> [Records for this task]

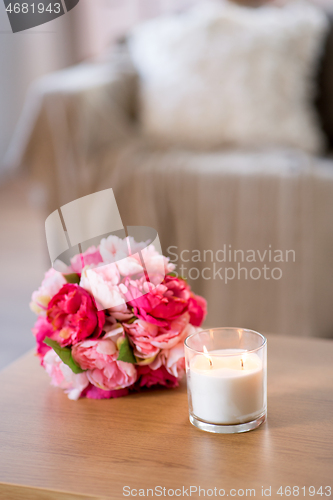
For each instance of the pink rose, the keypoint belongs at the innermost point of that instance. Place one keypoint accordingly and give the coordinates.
(63, 377)
(177, 331)
(163, 304)
(51, 285)
(173, 359)
(115, 375)
(91, 354)
(74, 316)
(87, 258)
(103, 283)
(197, 307)
(148, 377)
(141, 333)
(41, 330)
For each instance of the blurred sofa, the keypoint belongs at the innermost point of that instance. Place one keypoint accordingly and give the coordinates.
(79, 133)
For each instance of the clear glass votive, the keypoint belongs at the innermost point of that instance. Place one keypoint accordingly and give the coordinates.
(226, 370)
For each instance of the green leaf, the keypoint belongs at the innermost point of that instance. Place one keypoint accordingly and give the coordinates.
(64, 353)
(126, 352)
(72, 278)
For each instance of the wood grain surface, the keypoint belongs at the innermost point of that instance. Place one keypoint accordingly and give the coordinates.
(51, 447)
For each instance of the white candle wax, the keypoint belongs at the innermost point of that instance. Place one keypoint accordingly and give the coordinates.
(230, 389)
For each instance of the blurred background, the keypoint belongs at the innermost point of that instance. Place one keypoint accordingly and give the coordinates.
(89, 32)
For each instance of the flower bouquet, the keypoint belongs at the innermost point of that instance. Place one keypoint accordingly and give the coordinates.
(115, 333)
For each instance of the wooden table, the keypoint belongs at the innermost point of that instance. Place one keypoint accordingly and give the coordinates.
(52, 447)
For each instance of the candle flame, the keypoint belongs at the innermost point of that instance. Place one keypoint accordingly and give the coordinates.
(205, 352)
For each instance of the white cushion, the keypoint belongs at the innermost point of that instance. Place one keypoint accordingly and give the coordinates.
(225, 75)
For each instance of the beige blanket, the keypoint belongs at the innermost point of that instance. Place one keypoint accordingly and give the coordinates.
(77, 136)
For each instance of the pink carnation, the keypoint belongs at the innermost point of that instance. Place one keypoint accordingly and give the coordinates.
(73, 315)
(51, 284)
(87, 258)
(141, 333)
(148, 377)
(197, 308)
(173, 359)
(115, 375)
(163, 304)
(91, 354)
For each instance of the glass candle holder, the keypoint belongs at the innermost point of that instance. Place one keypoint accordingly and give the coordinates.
(226, 370)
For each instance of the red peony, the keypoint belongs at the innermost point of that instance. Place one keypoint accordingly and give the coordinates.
(74, 315)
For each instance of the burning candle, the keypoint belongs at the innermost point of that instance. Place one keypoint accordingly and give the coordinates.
(226, 386)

> [Task instructions] With the pictures removed, return the data above word for word.

> [Response]
For each instance of the pink rose, the keypoint belongs at the innermost point of that instance. Place one keypoint accordingly and give the coordinates.
(63, 377)
(177, 331)
(163, 304)
(51, 285)
(173, 359)
(115, 375)
(91, 354)
(74, 316)
(87, 258)
(103, 283)
(197, 307)
(148, 377)
(141, 333)
(41, 330)
For each instance of the blurred sofa, the keypoint belongs at the innermost point of that instance. Place one keypoint accordingly and give the coordinates.
(79, 133)
For each instance of the clear glass votive, the keypoint belongs at the innermost point of that instance. Place one keypoint accordingly and give the coordinates.
(226, 370)
For each instance of the green leaf, the keypoint belongs at the innermost point of that instance. Place one keypoint accordingly and give the coordinates.
(64, 353)
(126, 352)
(72, 278)
For each instance of the wood grain surface, the keypoint belongs at the innermost point of that instance. Place one keypoint accordingly and give the coordinates.
(51, 447)
For each instance of the white candle wax, the keypoint belongs at the innermost point of that instance. Place one keypoint accordingly and give the coordinates.
(230, 389)
For each instance of the blurred background, the keypoint belongs at the innermost point of that instance. Place one keypoint accordingly and give the coordinates.
(89, 32)
For each instance of the flower bouquet, the keypoint belongs at the innermost point of that instance. Place one keypoint accordingly and give the coordinates.
(115, 333)
For each instance of the wooden table, the keypoint belongs at the innermost point of that instance. Place one keypoint accordingly and give the coordinates.
(52, 447)
For each instance of the candle flame, the keypoint belongs at the innermost point of that instance. Place one keypoint accordingly and give the coordinates.
(205, 352)
For each instance of the white cushion, the keypoint belongs at the innermost point of that instance. Place one keypoint accordingly and give the coordinates.
(225, 75)
For each instance of the beige blanket, the keypoint belongs at the innermost point of that instance. Place one keypoint accordingly and give the coordinates.
(77, 136)
For each instance of the pink carnation, the keypoint belongs at the innermost point of that instance. Place one keypoint accordingly and give the coordinates.
(73, 315)
(51, 284)
(87, 258)
(141, 333)
(148, 377)
(197, 308)
(173, 359)
(115, 375)
(163, 304)
(91, 354)
For each instance of the glass candle holder, the keypoint belongs at the innermost point of that instance. Place one keypoint accordingly and give the coordinates.
(226, 370)
For each instance of the red peony, the keypoint belongs at the innermost point of that instance. Place one keypoint accordingly and give the coordinates.
(74, 315)
For each instance of the burning candle, the keypoint belongs at the innermost point of that instance. Place one keypoint accordingly and give the coordinates.
(226, 386)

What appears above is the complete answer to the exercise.